● Instructions to follow
Recast everything from the start of the records down through the line containing "(1008, 710)" as a Markdown table with the columns Row and Line. Give each line its own row number, and leave out blank lines.

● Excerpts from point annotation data
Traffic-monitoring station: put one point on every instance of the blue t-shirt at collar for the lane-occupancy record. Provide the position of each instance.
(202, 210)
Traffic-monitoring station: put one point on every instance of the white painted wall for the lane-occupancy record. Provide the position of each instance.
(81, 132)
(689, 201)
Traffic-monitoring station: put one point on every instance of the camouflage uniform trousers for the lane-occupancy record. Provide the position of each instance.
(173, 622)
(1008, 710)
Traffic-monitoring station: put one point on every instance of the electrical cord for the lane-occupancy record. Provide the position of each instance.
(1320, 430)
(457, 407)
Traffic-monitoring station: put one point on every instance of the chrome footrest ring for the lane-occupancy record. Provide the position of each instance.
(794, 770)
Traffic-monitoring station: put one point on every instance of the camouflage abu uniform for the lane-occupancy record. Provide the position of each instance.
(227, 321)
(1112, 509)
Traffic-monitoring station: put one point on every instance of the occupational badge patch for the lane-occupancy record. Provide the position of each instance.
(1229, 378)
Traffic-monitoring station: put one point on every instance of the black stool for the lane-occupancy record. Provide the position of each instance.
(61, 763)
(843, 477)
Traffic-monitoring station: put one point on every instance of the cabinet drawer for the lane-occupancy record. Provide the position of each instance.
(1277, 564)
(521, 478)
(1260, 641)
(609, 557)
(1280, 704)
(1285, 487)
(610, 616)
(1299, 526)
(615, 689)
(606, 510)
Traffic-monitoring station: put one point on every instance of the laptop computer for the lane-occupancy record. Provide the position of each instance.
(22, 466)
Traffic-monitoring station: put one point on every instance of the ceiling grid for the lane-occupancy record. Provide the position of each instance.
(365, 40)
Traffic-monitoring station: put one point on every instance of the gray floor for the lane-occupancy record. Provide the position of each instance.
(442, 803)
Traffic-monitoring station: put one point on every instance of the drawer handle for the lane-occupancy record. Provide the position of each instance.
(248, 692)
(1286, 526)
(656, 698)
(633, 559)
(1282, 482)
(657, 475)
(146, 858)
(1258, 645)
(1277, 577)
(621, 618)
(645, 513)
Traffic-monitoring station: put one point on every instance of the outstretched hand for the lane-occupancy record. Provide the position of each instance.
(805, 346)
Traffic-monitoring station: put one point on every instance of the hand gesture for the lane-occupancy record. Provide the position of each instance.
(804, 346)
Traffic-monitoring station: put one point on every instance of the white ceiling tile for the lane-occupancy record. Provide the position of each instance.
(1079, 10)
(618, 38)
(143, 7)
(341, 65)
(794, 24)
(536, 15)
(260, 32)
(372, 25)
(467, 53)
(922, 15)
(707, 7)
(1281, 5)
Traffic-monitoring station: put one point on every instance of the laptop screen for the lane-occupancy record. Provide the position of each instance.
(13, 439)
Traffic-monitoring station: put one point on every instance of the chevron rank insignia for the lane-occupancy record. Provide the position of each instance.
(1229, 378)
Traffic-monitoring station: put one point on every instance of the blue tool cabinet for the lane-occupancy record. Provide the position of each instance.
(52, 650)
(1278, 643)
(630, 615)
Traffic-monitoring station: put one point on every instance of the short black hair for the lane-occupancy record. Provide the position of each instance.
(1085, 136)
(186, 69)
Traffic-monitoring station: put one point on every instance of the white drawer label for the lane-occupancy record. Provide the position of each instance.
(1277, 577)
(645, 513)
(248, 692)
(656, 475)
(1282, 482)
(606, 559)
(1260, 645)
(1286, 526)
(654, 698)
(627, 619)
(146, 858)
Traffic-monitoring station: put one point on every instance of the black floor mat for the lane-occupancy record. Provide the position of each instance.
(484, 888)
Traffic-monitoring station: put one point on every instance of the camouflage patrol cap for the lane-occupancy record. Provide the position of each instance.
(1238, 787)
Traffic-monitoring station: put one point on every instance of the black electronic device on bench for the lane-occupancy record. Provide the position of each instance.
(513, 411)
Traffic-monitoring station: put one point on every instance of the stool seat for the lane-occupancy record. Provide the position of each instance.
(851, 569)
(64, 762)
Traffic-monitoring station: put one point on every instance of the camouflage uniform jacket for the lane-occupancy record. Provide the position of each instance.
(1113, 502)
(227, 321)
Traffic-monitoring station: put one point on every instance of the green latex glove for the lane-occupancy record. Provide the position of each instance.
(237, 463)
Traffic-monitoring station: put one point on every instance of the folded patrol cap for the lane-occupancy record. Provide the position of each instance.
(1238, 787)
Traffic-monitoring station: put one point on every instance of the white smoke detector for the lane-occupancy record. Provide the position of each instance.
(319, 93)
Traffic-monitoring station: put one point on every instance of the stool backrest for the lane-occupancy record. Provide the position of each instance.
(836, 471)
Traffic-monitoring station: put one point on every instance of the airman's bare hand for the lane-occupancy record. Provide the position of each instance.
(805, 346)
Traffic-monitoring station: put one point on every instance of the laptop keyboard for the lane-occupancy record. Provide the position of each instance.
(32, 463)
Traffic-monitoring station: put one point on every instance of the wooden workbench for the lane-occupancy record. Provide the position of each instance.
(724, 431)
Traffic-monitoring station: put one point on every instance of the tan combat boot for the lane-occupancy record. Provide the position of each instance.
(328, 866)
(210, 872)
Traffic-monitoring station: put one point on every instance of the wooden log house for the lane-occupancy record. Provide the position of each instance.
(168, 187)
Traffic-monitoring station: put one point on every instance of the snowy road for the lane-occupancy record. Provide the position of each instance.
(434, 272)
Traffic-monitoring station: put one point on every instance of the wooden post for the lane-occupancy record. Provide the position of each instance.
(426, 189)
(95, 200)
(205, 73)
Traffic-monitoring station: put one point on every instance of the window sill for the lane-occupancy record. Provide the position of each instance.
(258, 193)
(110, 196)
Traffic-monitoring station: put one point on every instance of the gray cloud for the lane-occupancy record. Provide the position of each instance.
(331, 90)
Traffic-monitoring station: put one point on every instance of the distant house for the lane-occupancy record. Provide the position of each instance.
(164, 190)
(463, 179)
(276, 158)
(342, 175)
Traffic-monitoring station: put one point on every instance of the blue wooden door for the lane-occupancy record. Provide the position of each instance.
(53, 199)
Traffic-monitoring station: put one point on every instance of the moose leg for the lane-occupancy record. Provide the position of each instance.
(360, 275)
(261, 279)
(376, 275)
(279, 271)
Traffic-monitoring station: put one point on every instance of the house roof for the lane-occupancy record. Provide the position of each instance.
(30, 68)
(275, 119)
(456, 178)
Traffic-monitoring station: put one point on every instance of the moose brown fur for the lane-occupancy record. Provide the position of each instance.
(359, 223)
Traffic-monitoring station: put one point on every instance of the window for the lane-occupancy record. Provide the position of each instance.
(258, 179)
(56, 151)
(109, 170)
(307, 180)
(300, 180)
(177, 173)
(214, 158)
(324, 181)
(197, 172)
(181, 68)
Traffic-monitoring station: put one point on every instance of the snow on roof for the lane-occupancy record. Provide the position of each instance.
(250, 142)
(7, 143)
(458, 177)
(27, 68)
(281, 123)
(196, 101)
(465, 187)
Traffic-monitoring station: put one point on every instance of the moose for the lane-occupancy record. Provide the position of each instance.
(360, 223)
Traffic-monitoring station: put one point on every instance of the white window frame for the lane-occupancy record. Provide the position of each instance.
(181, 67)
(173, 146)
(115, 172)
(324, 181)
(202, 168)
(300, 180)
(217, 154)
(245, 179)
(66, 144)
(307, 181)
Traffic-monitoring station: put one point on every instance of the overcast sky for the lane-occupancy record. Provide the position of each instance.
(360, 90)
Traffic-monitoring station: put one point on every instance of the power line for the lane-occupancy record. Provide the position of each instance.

● The answer
| Row | Line |
|---|---|
| 1 | Traffic-monitoring station: put one point on every instance of the blue t-shirt at collar for the lane-occupancy record. Provide the position of each instance. |
| 2 | (202, 210) |
| 3 | Traffic-monitoring station: put one point on every instance of the white painted wall for the lane-occupancy record. Provide the position of each instance. |
| 4 | (81, 132) |
| 5 | (689, 201) |
| 6 | Traffic-monitoring station: put one point on every instance of the camouflage uniform trousers for the lane-occupancy record. Provide the position of each instance. |
| 7 | (173, 622) |
| 8 | (1008, 710) |